## [Tareas por realizar]
(a) Reproduzca el tramo del pasaje sobre las maras que va desde "La insistente prédica" hasta "tenga datos ciertos?", y cambie "maras" por "pandillas".
(b) Según el pasaje sobre las maras, ¿entre qué cifras oscilan las estimaciones del número de mareros?
(c) Retome el pasaje sobre las maras y continúe su redacción a partir del punto en que se detiene.

## [Pasaje propuesto]
La insistente prédica de los
medios masivos de comunicación ya desde hace años nos convenció que la
violencia (identificada sin más con delincuencia) nos tiene de rodillas. De esa
cuenta, sin análisis crítico de la cuestión, las maras se han venido
presentando en forma creciente como uno de los grandes problemas nacionales.
Por cierto, eso está sobredimensionado. Una simple lectura de los hechos indica
que, en todo caso, el problema de fondo no son estos jóvenes en sí mismos sino
las causas por las que se convierten en transgresores. De hecho, nadie sabe a
ciencia cierta cuántos mareros hay. Llamativo, sin dudas. Las estimaciones van
desde 3,000 hasta 200,000. Si de un problema de tal magnitud nacional se trata,
¿cómo sería posible que nadie tenga datos ciertos?
Efectivamente es cierto que,
hoy por hoy, sus actos constituyen a veces demostraciones de la más espantosa
crueldad y falta de solidaridad: matan, violan, descuartizan a sus víctimas,
extorsionan. Ahora bien: ¿por qué se fue dando ese paso de grupo barrial
juvenil a “demonio” temido, problema de seguridad nacional, con valor casi de
nueva plaga bíblica?

## [Entradas de etiquetado de regiones de imagen]
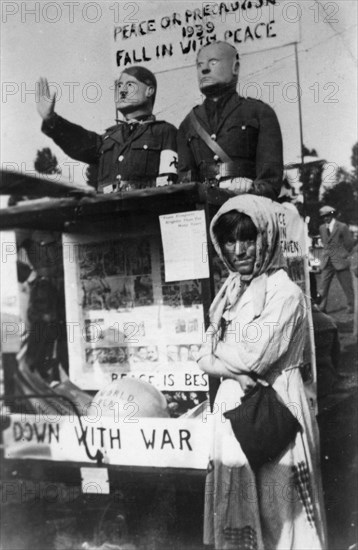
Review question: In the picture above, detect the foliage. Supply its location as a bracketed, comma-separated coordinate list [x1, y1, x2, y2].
[86, 164, 98, 189]
[322, 181, 358, 223]
[34, 147, 61, 175]
[322, 143, 358, 223]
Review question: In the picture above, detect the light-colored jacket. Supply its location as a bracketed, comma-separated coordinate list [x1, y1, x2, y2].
[319, 220, 354, 271]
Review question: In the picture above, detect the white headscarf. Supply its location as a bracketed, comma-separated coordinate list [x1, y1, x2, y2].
[210, 195, 287, 326]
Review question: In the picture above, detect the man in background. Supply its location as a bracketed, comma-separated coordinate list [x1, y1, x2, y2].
[319, 206, 354, 313]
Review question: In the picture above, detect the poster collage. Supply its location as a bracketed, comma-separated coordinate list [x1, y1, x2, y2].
[65, 235, 208, 409]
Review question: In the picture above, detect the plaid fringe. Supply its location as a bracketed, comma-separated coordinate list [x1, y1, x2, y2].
[292, 461, 315, 527]
[224, 525, 257, 550]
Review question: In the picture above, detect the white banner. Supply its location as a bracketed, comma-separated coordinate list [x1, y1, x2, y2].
[4, 416, 210, 470]
[113, 0, 302, 75]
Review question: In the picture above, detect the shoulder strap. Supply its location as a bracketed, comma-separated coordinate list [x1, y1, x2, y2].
[189, 109, 231, 162]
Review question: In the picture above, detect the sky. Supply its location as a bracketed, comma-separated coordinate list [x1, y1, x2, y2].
[1, 0, 357, 188]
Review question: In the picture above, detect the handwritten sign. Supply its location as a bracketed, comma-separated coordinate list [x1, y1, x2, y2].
[159, 210, 209, 282]
[4, 418, 210, 470]
[113, 0, 301, 73]
[111, 364, 209, 391]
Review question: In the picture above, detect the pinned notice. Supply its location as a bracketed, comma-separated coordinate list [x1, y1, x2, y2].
[159, 210, 209, 282]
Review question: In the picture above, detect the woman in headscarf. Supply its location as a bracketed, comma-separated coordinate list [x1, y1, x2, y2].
[198, 195, 325, 550]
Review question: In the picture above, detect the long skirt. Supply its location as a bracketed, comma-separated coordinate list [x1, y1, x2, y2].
[204, 369, 325, 550]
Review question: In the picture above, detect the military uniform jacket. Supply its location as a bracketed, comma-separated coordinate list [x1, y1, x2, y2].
[178, 94, 283, 196]
[319, 220, 354, 271]
[42, 114, 177, 188]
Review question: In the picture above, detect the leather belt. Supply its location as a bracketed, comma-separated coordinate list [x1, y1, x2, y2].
[98, 178, 155, 194]
[200, 160, 256, 182]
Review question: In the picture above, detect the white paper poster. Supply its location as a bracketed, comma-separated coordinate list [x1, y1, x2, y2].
[159, 210, 209, 282]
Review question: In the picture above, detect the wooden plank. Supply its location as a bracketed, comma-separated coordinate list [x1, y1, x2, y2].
[0, 183, 232, 233]
[0, 170, 96, 201]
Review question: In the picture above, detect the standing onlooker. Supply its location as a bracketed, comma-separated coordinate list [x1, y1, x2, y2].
[319, 206, 354, 313]
[198, 195, 327, 550]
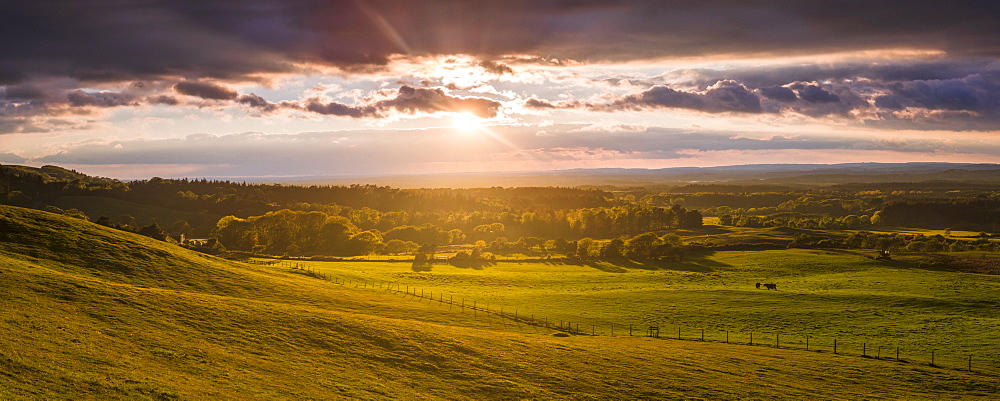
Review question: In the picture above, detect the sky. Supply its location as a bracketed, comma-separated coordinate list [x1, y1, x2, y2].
[0, 0, 1000, 179]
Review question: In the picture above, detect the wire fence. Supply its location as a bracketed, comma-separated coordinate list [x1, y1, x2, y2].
[254, 260, 1000, 374]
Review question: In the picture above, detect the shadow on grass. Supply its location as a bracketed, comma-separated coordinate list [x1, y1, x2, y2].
[576, 251, 731, 273]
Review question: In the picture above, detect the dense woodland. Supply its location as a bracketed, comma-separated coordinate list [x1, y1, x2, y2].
[0, 166, 1000, 259]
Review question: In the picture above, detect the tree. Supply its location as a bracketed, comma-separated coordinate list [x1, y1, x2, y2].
[138, 223, 167, 241]
[385, 239, 420, 255]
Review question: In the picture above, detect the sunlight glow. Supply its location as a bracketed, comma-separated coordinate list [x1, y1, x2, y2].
[451, 113, 486, 131]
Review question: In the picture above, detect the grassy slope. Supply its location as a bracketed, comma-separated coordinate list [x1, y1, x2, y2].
[0, 207, 1000, 399]
[51, 196, 222, 238]
[307, 249, 1000, 372]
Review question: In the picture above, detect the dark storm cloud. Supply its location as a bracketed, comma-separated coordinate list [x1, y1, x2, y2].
[479, 60, 514, 75]
[591, 81, 761, 113]
[0, 0, 1000, 84]
[305, 100, 378, 118]
[791, 83, 840, 103]
[0, 85, 45, 100]
[760, 86, 798, 103]
[375, 86, 500, 118]
[174, 82, 239, 100]
[304, 85, 501, 118]
[0, 152, 27, 164]
[66, 89, 136, 107]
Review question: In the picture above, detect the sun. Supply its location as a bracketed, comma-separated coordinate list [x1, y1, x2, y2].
[451, 113, 485, 131]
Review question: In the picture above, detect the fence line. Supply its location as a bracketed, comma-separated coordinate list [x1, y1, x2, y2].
[243, 259, 997, 372]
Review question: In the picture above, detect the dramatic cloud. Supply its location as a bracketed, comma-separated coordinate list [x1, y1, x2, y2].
[66, 90, 134, 107]
[0, 0, 1000, 84]
[0, 0, 1000, 175]
[305, 85, 501, 118]
[0, 152, 27, 164]
[174, 82, 239, 100]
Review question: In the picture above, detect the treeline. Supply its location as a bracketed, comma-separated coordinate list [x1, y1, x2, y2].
[719, 212, 879, 230]
[788, 231, 1000, 252]
[212, 205, 702, 256]
[880, 196, 1000, 232]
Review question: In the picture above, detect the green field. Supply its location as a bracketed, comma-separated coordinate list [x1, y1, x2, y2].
[0, 207, 1000, 400]
[305, 249, 1000, 370]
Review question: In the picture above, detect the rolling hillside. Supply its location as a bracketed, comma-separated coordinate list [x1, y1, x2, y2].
[0, 206, 1000, 399]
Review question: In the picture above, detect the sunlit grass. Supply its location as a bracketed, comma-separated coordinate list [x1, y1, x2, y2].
[0, 207, 1000, 399]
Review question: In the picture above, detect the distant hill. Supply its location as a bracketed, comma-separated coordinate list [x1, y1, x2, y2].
[0, 206, 997, 400]
[272, 163, 1000, 189]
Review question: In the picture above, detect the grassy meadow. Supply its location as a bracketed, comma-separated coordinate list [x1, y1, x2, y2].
[0, 207, 1000, 400]
[300, 249, 1000, 370]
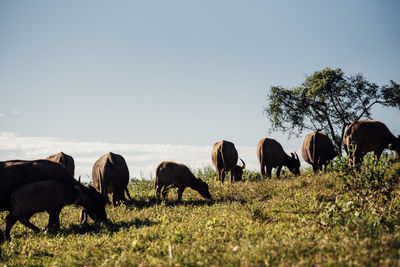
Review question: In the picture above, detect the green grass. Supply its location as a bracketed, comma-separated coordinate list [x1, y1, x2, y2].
[0, 157, 400, 266]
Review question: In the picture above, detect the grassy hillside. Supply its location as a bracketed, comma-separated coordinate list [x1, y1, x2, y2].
[0, 156, 400, 266]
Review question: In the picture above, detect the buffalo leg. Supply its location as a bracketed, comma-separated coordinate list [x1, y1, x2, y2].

## [Resultados en orden]
(a)
La insistente prédica de los
medios masivos de comunicación ya desde hace años nos convenció que la
violencia (identificada sin más con delincuencia) nos tiene de rodillas. De esa
cuenta, sin análisis crítico de la cuestión, las pandillas se han venido
presentando en forma creciente como uno de los grandes problemas nacionales.
Por cierto, eso está sobredimensionado. Una simple lectura de los hechos indica
que, en todo caso, el problema de fondo no son estos jóvenes en sí mismos sino
las causas por las que se convierten en transgresores. De hecho, nadie sabe a
ciencia cierta cuántos mareros hay. Llamativo, sin dudas. Las estimaciones van
desde 3,000 hasta 200,000. Si de un problema de tal magnitud nacional se trata,
¿cómo sería posible que nadie tenga datos ciertos?

(b) Entre 3,000 y 200,000.

(c)
¿Cómo es posible que un
número no determinado, siempre impreciso de jóvenes marginalizados,
subalimentados, con escasa o nula educación formal, provenientes de barriadas pobres,
viviendo siempre en situaciones de aguda carencia, de precariedad extrema, pobremente
equipados en términos comparativos con las fuerzas armadas regulares, sin
ningún proyecto real de transformación político-social, tengan en vilo a toda
una sociedad? ¿No es posible, si se trata de un problema de seguridad, que las
fuerzas armadas oficiales den cuenta del fenómeno, que puedan controlar esa
expresión de violencia desbordada? Cuesta creer que un grupo de jóvenes
rebeldes constituya un problema tan serio.
Ello fue lo que motivó poner
en marcha las preguntas que aquí compartimos, y que sin dudas podrían generar
una investigación mucho más exhaustiva, realizada con el rigor de un estudio de
ciencias sociales metodológicamente encarado.
Pero hay una intuición que complejiza
las cosas: Guatemala aún está intentado salir –sin saberse con exactitud cuánto
tiempo durará eso– de un clima post bélico que pareciera tender a perpetuarse.
En concreto, hace ya cerca de dos décadas que se firmó formalmente la paz entre
los grupos militarmente enfrentados: el movimiento revolucionario armado y el
ejército nacional. Sin embargo el clima de militarización y de guerra continúa.
Las maras se inscriben en esa lógica.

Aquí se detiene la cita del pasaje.